Compiti da svolgere:
a: Riassumi in due frasi l'estratto sull'Ufficio Divino monastico.
b: Rispondi alle seguenti domande sull'estratto sull'Ufficio Divino monastico:
(i) A chi è attribuita la frase "e` innovatore, ma e` anzitutto l'uomo della tradizione"?
(ii) Che cosa recitavano a braccia levate i fratelli tra i cenobiti di Pacomio?
(iii) Quali due elementi si alternavano nella preghiera comunitaria?

---------- Estratto del documento ----------

Con questi tre principi fondamentali, SB si mostra fortemente collegato alla tradizione del monachesimo romano. Eclettico e innovatore sotto certi aspetti, SB e` tuttavia solidamente radicato in un preciso ambiente geografico e storico: "e` innovatore, ma e` anzitutto l'uomo della tradizione" (A. de Vogüé).

Modo di dire l'Ufficio Divino

L'ufficio monastico antico era fondamentalmente composto dagli stessi elementi di oggi, ma aveva un aspetto abbastanza diverso. La Parola di Dio - canto dei salmi e lettura dei brani da altri libri della Sacra Scrittura - era, allora come oggi, la base principale. Ma il modo di salmodiare era diverso da oggi. Per esempio, i cenobiti di Pacomio celebravano cosi` la preghiera comunitaria: un solista recitava la Scrittura - non necessariamente il salterio - e quando aveva terminato una parte, i fratelli che avevano ascoltato in silenzio, si alzavano, facevano il segno della croce e, a braccia levate, recitavano il Padre Nostro, poi si prostravano a "piangere in silenzio" i loro peccati; quindi, a un nuovo segnale, si alzavano di nuovo e pregavano in silenzio, finche` un ultimo segnale li invitava a sedere ancora e ad ascoltare altri brani della Parola di Dio da un solista. Ugualmente in Cassiano (Inst.2).

Doppio elemento costante

Questo modo di preghiera comunitaria si ando` evolvendo, com'era naturale, ma certamente si mantenne questo doppio elemento importante, cioe` l'alternarsi tra:

- la recita della Parola di Dio e

- l'orazione silenziosa.

---------- Dati forniti ----------

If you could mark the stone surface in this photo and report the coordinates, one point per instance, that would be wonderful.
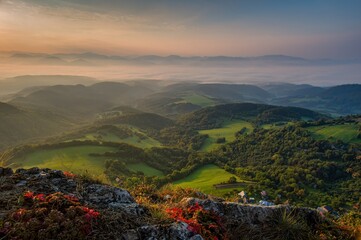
(49, 181)
(175, 231)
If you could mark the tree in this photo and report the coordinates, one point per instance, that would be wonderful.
(232, 179)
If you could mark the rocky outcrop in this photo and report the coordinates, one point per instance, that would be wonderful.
(175, 231)
(49, 181)
(248, 214)
(124, 219)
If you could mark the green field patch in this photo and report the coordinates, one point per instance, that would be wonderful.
(146, 169)
(206, 177)
(197, 99)
(139, 139)
(75, 159)
(227, 131)
(344, 132)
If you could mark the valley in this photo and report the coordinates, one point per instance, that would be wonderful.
(224, 133)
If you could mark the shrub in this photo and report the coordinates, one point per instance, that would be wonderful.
(53, 216)
(200, 221)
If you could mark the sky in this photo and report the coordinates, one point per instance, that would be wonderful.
(307, 28)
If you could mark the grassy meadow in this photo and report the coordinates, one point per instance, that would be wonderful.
(227, 131)
(344, 132)
(139, 139)
(205, 177)
(146, 169)
(75, 159)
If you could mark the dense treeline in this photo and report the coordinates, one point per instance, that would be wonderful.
(290, 163)
(213, 117)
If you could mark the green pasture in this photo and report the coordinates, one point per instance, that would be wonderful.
(228, 131)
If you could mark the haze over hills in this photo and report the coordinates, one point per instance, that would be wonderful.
(246, 70)
(187, 120)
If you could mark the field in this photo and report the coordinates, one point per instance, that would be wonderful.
(197, 99)
(135, 140)
(205, 177)
(344, 132)
(146, 169)
(227, 131)
(74, 159)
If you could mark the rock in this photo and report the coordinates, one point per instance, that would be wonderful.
(175, 231)
(21, 183)
(247, 214)
(6, 171)
(50, 181)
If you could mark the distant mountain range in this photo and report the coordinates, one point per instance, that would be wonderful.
(90, 58)
(88, 96)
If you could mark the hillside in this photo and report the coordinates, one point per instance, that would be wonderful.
(19, 126)
(213, 117)
(338, 100)
(16, 84)
(78, 101)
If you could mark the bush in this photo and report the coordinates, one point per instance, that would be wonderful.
(53, 216)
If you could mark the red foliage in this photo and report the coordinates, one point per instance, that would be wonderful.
(69, 174)
(44, 212)
(200, 221)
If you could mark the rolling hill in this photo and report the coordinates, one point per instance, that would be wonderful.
(19, 126)
(16, 84)
(213, 117)
(337, 100)
(79, 101)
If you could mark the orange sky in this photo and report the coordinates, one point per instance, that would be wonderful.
(210, 28)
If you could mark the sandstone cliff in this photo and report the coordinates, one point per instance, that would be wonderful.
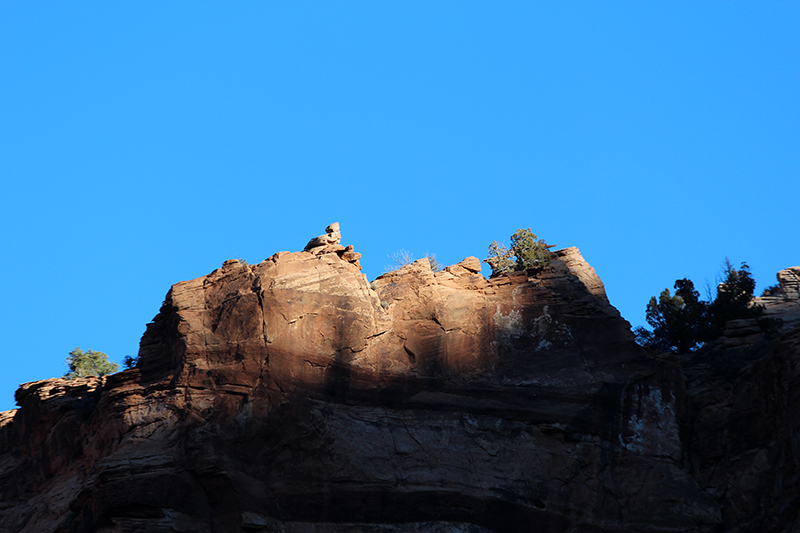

----------

Elenco delle risposte:
a: SB appare fortemente collegato alla tradizione del monachesimo romano e, pur innovatore sotto certi aspetti, resta radicato in un preciso ambiente geografico e storico. L'antico ufficio monastico aveva come base la Parola di Dio, come oggi, ma un diverso modo di salmodiare; nella sua evoluzione mantenne l'alternarsi tra la recita della Parola di Dio e l'orazione silenziosa.

b:
(i) Ad A. de Vogüé.
(ii) Il Padre Nostro.
(iii) La recita della Parola di Dio e l'orazione silenziosa.